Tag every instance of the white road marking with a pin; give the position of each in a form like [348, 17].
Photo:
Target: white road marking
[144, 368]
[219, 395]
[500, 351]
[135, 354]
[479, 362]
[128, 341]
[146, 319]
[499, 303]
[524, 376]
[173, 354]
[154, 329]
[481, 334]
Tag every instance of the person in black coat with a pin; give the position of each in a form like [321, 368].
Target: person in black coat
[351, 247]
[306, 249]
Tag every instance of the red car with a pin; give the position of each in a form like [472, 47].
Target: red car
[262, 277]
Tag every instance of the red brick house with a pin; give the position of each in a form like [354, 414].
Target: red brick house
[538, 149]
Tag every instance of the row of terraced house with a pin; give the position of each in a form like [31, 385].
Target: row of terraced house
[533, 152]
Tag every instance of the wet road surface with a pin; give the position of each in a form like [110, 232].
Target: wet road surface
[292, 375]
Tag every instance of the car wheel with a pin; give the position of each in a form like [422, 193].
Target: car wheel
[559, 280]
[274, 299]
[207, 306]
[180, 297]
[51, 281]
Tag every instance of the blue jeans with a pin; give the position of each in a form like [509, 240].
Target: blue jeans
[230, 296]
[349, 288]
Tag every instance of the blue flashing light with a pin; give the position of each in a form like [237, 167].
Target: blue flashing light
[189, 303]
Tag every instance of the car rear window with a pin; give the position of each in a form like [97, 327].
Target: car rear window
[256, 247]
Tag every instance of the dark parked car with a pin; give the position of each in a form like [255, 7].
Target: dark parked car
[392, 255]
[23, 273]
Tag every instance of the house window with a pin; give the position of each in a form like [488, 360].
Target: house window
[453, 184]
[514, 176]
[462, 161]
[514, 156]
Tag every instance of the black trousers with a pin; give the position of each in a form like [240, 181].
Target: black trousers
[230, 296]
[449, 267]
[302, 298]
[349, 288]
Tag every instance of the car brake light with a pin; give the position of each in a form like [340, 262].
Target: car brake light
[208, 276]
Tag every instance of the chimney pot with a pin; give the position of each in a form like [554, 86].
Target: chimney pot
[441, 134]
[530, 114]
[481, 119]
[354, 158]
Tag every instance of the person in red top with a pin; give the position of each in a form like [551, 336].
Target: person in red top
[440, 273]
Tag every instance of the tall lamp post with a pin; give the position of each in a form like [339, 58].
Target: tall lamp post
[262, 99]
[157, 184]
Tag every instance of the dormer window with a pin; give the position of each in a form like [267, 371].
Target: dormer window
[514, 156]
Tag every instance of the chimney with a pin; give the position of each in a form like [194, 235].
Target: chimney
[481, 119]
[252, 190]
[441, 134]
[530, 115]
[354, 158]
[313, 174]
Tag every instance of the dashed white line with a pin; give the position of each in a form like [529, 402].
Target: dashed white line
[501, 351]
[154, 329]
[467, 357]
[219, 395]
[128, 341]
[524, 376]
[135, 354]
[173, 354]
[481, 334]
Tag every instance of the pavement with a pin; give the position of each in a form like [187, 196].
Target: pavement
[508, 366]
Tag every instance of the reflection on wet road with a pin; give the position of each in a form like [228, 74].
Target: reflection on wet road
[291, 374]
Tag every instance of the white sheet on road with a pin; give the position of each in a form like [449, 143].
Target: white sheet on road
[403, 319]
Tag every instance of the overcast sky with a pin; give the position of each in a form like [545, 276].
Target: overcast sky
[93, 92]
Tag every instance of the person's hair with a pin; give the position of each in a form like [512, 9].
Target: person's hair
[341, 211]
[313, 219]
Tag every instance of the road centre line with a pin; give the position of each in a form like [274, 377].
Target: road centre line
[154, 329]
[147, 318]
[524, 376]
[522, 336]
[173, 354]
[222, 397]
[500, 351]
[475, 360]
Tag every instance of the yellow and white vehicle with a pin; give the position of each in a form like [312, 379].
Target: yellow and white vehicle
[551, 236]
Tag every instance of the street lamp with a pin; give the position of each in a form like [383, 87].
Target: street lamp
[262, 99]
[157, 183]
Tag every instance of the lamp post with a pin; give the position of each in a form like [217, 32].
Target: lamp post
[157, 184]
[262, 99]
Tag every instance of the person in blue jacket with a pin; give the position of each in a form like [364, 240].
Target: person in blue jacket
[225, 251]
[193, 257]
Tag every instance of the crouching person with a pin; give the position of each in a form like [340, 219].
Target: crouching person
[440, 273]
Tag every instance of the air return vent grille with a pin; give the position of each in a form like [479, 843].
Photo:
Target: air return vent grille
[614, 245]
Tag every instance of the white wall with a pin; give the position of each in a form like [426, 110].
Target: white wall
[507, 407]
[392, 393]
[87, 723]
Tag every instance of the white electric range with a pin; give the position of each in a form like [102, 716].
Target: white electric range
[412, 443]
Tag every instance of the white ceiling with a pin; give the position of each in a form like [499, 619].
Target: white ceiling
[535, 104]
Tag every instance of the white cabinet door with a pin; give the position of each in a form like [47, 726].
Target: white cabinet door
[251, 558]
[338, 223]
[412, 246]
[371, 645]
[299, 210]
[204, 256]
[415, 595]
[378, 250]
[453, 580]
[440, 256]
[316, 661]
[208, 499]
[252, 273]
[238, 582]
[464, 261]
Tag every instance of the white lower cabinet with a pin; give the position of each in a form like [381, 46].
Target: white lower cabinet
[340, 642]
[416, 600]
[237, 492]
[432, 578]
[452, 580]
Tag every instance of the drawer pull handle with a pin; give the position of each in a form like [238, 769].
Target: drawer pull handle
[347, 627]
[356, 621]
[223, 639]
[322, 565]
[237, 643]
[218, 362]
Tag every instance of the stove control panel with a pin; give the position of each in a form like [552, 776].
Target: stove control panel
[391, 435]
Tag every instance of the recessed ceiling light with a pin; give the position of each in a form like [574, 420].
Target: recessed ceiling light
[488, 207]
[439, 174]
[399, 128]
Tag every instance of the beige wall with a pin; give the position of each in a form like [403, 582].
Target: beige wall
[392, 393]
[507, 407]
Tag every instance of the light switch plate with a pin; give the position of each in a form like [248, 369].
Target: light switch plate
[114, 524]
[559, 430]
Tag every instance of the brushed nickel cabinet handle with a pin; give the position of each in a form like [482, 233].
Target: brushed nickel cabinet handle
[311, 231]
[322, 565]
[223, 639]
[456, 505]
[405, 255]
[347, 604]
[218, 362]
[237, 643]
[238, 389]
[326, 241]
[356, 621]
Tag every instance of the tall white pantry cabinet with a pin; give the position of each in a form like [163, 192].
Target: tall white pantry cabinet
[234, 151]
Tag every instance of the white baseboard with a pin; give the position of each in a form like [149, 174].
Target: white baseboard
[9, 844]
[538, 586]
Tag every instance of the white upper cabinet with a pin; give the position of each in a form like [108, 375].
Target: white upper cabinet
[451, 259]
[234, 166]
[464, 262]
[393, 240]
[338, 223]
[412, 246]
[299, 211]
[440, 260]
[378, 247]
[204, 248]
━━━━
■ PROBLEM STATEMENT: Swap "white upper cabinet" for "white wall cabinet" in the stretch from the line containing "Tag every instance of the white upper" through the end of the records. Give only those lines again, with nothing else changed.

■ EXPECTED ANSWER:
Tag every instance of the white wall cabinet with a pin; give the position of each in a form like [108, 375].
Target: white wall cabinet
[451, 259]
[234, 166]
[464, 262]
[393, 240]
[338, 223]
[412, 246]
[299, 211]
[440, 260]
[378, 247]
[204, 248]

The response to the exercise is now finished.